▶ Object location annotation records
..........
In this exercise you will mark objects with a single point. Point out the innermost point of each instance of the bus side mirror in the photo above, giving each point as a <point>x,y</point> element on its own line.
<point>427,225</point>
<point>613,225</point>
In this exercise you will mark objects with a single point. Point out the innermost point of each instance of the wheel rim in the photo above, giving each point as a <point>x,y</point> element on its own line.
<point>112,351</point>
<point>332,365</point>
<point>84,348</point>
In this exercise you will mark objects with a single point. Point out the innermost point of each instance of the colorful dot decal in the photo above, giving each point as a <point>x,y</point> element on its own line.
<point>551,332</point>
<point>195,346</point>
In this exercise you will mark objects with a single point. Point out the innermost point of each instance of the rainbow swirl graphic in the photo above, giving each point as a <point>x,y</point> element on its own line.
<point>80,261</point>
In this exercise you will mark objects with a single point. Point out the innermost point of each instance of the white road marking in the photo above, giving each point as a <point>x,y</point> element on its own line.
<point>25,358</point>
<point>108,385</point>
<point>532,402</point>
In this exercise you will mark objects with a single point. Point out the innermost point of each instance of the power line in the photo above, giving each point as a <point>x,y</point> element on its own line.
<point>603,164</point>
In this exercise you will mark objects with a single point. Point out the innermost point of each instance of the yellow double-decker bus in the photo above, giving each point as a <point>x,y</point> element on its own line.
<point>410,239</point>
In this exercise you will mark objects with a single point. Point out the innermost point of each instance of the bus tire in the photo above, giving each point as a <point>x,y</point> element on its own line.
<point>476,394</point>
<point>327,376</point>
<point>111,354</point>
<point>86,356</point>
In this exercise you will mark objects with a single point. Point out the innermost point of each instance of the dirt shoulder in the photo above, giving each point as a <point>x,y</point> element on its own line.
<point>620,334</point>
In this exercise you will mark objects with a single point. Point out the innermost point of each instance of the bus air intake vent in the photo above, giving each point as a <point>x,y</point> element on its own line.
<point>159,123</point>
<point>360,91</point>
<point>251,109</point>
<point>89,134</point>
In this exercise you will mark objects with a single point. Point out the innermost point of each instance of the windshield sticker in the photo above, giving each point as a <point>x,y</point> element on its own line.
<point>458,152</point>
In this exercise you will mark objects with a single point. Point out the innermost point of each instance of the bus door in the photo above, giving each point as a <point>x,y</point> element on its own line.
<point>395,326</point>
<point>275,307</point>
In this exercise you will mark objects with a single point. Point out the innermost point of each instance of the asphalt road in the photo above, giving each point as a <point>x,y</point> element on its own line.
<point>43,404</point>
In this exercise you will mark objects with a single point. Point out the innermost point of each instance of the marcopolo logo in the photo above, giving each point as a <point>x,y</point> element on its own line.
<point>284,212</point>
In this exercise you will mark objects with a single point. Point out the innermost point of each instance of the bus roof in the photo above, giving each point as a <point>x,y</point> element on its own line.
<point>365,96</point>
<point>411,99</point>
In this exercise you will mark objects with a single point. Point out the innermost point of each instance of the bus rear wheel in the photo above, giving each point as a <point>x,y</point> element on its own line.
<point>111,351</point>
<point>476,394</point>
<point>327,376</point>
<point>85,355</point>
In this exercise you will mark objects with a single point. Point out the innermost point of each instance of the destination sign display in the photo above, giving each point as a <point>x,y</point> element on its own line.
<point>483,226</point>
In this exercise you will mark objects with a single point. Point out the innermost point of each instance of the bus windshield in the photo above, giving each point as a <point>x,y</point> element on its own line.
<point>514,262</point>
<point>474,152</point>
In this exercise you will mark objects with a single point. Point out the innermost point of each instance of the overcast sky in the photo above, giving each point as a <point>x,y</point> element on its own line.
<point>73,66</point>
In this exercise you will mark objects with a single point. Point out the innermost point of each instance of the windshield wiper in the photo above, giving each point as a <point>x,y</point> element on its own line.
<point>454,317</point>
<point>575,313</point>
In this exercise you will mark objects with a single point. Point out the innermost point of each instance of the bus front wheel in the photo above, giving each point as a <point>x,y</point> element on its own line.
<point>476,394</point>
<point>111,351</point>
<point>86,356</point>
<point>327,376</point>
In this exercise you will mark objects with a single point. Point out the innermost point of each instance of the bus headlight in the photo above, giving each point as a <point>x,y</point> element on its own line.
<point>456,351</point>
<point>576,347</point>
..........
▶ TASK TO CARRY OUT
Rewrite every one of the records above, swapping "innermost point" for "central point" and leaving everything else as it is.

▶ REPLY
In this exercise you will mark objects with a single point. Point out the central point of each instance of the bus side mirror in the photo above, giving each point as a <point>x,y</point> element on its own line.
<point>427,225</point>
<point>613,225</point>
In this exercise you will mark objects with a single point. Point out the central point of each instance of the wheel rim in the photo above, giving each point as a <point>x,y</point> element on its own line.
<point>112,351</point>
<point>332,365</point>
<point>84,348</point>
In this exercise you will mark objects with a single point. Point out the central point of each instance of the colorful dot decal in the photo above, giving each point as a <point>x,y</point> element on its own line.
<point>551,332</point>
<point>195,346</point>
In this exercise you will mark objects with a single point. Point out the central point of each instance of the rainbow swirl graphic in the photo above, giving each point as a <point>x,y</point> element on its own line.
<point>80,261</point>
In this exercise you will mark objects with a single point. Point out the central point of each instance of the white road marking in the photo above, giving each point as a <point>x,y</point> element on its own line.
<point>25,358</point>
<point>108,385</point>
<point>532,402</point>
In this exercise you will mark objects with a single point. Point out the central point of each instance of the power line in the photo above, giving each point as a <point>x,y</point> element on its own line.
<point>603,164</point>
In this exercise you will mark objects with a single point. Point out the central point of each instance of the yellow double-decker bus in the photo above, giving each point as a <point>x,y</point> element on its own line.
<point>410,239</point>
In this exercise you will mark objects with a single point. Point out the central point of each instance of the bus tire in the photo above, giving each point as a <point>x,y</point> element on its own line.
<point>476,394</point>
<point>327,376</point>
<point>111,354</point>
<point>86,356</point>
In this exercise you will mark objects with a single point. Point out the central point of each instance of the dirt shoulder in the photo above, giving each point as a <point>x,y</point> element on its own line.
<point>620,334</point>
In this exercise you will mark objects with a single point. Point out the central point of each instance of the bus air intake vent in the photo above, giving each point as a <point>x,y</point> element on its own line.
<point>159,123</point>
<point>360,91</point>
<point>251,109</point>
<point>89,134</point>
In this exercise you will mark objects with a single point. Point out the central point of each instance of the windshield sticker in the photo above, giving each point as a <point>x,y</point> element on its own line.
<point>458,152</point>
In this exercise you will mark objects with a single point. Point out the central point of each instance of the bus door in the photo above, giving each point as a <point>x,y</point> element on its own line.
<point>395,326</point>
<point>275,307</point>
In this exercise you will mark objects with a single point. Point out the central point of each instance of the asphalt road in the photo above, giving each point as a <point>x,y</point> element on its own line.
<point>43,404</point>
In this exercise you will mark objects with a single point. Point out the central point of each instance of the marcopolo logo in the photo above, giving each point as a <point>x,y</point> element on its own line.
<point>284,212</point>
In this exercise you will mark objects with a single point. Point out the central point of each instance of the bus roof in the photo above, giving each point as a <point>x,y</point> element on its own line.
<point>365,96</point>
<point>411,99</point>
In this exercise you will mark objects with a single point. Point out the central point of each instance of the bus rear wheel in the photo above, giving each point as a <point>x,y</point> element on its own line.
<point>111,351</point>
<point>476,394</point>
<point>327,376</point>
<point>85,355</point>
In this exercise you will mark objects with a single point. Point out the central point of each instance of the destination sign display in the photo above, giving each point as a <point>x,y</point> element on its own line.
<point>483,226</point>
In this exercise you will mark objects with a single point. Point out the central point of each instance of the bus windshield in the photo above, giving each point as a <point>x,y</point> element on its own line.
<point>514,262</point>
<point>474,152</point>
In this exercise you will mark objects with a single point. Point out the central point of each instance of the overcast sky in the photo above, giving each point as a <point>x,y</point> element on its own line.
<point>73,66</point>
In this exercise you will mark objects with a single point. Point out the central point of each instance of the windshield wiper in the photo above, giving each point as a <point>x,y</point> element on its own line.
<point>454,317</point>
<point>575,313</point>
In this exercise you will mark objects with a single point. Point out the central point of each instance of the bus front wheel in the photo above, giving each point as a <point>x,y</point> element on its own line.
<point>476,394</point>
<point>111,351</point>
<point>86,356</point>
<point>327,376</point>
In this exercise you will mark objects with a single point. Point out the central point of each instance of the bus headlight in the photo above, giving each point as a <point>x,y</point> element on its own line.
<point>456,351</point>
<point>576,347</point>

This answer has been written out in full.